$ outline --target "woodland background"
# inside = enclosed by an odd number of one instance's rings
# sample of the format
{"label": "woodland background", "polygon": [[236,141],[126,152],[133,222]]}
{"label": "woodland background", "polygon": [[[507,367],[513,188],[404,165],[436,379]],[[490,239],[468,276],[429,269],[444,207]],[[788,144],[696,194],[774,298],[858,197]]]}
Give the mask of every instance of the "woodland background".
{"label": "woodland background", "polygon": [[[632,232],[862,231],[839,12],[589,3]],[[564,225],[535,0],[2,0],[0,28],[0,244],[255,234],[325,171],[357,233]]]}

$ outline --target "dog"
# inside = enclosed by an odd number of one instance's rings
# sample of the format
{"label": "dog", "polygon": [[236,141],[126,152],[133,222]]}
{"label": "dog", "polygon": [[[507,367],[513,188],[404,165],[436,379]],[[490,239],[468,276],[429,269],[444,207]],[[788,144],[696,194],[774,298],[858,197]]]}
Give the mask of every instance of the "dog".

TASK STATEMENT: Repeat the records verbatim, every one of them.

EXERCISE RESULT:
$ outline --target "woodland background"
# inside = enclosed by an odd number of one instance's rings
# sample of the format
{"label": "woodland background", "polygon": [[236,141],[126,152],[133,222]]}
{"label": "woodland background", "polygon": [[[507,367],[513,188],[404,165],[436,379]],[[490,239],[468,276],[429,269],[444,207]],[[788,144],[696,194],[774,298],[858,197]]]}
Give the mask of every instance of the "woodland background".
{"label": "woodland background", "polygon": [[[632,232],[862,231],[839,12],[589,3]],[[564,225],[535,0],[2,0],[0,28],[0,244],[255,234],[325,171],[357,233]]]}

$ outline --target "dog"
# inside = enclosed by an odd number of one instance's rings
# sample of the format
{"label": "dog", "polygon": [[236,141],[126,152],[133,222]]}
{"label": "dog", "polygon": [[[507,367],[513,188],[404,165],[436,379]],[[490,239],[468,276],[429,269],[444,207]],[[788,144],[696,194],[774,298],[858,197]]]}
Give the mask of every instance of the "dog".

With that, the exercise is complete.